▶ _What is being asked_:
Nothing before the line containing "Labeling batch C. For the image above, tag the dog collar" belongs in the answer; quote that line and all lines after it through the end of the material, word for word.

— Start Record extracts —

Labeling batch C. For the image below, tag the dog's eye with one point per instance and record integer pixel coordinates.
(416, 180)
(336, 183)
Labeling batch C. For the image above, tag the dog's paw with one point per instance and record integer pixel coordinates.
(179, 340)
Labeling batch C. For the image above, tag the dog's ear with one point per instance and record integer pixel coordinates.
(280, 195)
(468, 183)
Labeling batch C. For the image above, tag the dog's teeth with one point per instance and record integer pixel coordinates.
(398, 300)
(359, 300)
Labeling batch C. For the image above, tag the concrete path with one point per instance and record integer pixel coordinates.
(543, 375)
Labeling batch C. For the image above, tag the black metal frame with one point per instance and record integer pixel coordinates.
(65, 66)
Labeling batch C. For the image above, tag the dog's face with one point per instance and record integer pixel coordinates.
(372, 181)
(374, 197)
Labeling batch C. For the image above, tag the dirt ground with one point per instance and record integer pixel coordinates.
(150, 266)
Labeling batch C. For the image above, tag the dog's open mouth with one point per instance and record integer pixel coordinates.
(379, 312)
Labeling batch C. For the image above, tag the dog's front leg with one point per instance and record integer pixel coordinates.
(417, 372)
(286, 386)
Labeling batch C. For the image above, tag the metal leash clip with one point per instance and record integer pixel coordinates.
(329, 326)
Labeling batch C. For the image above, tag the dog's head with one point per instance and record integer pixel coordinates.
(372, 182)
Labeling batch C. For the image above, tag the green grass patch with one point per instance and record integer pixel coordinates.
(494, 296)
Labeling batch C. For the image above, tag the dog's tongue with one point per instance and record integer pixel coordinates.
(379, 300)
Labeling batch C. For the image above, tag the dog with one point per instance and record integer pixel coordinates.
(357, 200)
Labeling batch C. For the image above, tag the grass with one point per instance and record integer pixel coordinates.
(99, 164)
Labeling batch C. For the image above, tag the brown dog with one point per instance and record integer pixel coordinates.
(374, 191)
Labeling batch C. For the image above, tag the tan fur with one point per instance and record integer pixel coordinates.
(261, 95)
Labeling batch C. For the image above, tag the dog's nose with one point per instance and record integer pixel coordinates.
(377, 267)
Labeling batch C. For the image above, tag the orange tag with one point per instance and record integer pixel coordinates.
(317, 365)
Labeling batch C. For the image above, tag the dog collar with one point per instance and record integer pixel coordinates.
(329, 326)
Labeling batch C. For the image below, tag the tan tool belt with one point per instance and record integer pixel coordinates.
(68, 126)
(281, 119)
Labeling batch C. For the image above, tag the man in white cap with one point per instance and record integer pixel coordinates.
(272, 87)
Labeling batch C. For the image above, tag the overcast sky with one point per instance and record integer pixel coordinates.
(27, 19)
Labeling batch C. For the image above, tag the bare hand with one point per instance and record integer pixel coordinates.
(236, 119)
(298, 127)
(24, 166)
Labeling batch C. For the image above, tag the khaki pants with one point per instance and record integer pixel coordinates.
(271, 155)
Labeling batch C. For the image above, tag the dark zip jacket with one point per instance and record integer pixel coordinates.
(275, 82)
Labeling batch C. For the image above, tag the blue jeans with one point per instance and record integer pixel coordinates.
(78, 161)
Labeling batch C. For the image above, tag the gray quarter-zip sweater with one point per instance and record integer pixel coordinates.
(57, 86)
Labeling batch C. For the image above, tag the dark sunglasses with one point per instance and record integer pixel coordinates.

— End Record extracts —

▶ _Problem solution_:
Labeling batch C. For the image above, tag the dog collar with one point per instance and record integer pixel coordinates.
(329, 326)
Labeling batch C. For the image below, tag the tan tool belt with one point per instance and record integer pixel coordinates.
(68, 126)
(281, 119)
Labeling batch C. For the image above, tag the man in white cap with one point per instance and record integer pixel coordinates.
(272, 87)
Labeling batch C. For the image above, tag the overcast sky with one point per instance and record integer pixel coordinates.
(27, 19)
Labeling batch C. For the image above, tag the bare hand with one point per instance and record integer pixel coordinates.
(236, 119)
(298, 127)
(24, 166)
Labeling batch C. For the image above, tag the khaki pants with one point per instance and record integer pixel coordinates.
(271, 155)
Labeling batch C. For the image above, tag the dark zip jacket with one point per instance and record integer pixel coordinates.
(275, 82)
Labeling batch C. For the image above, tag the blue jeans with one point per instance and record integer pixel coordinates.
(78, 161)
Labeling batch C. For the image above, tag the gray quarter-zip sweater with one point per instance and record integer pixel coordinates.
(57, 86)
Labeling batch C. For the image above, tag the dark sunglasses with one point per instance and record integer pixel coordinates.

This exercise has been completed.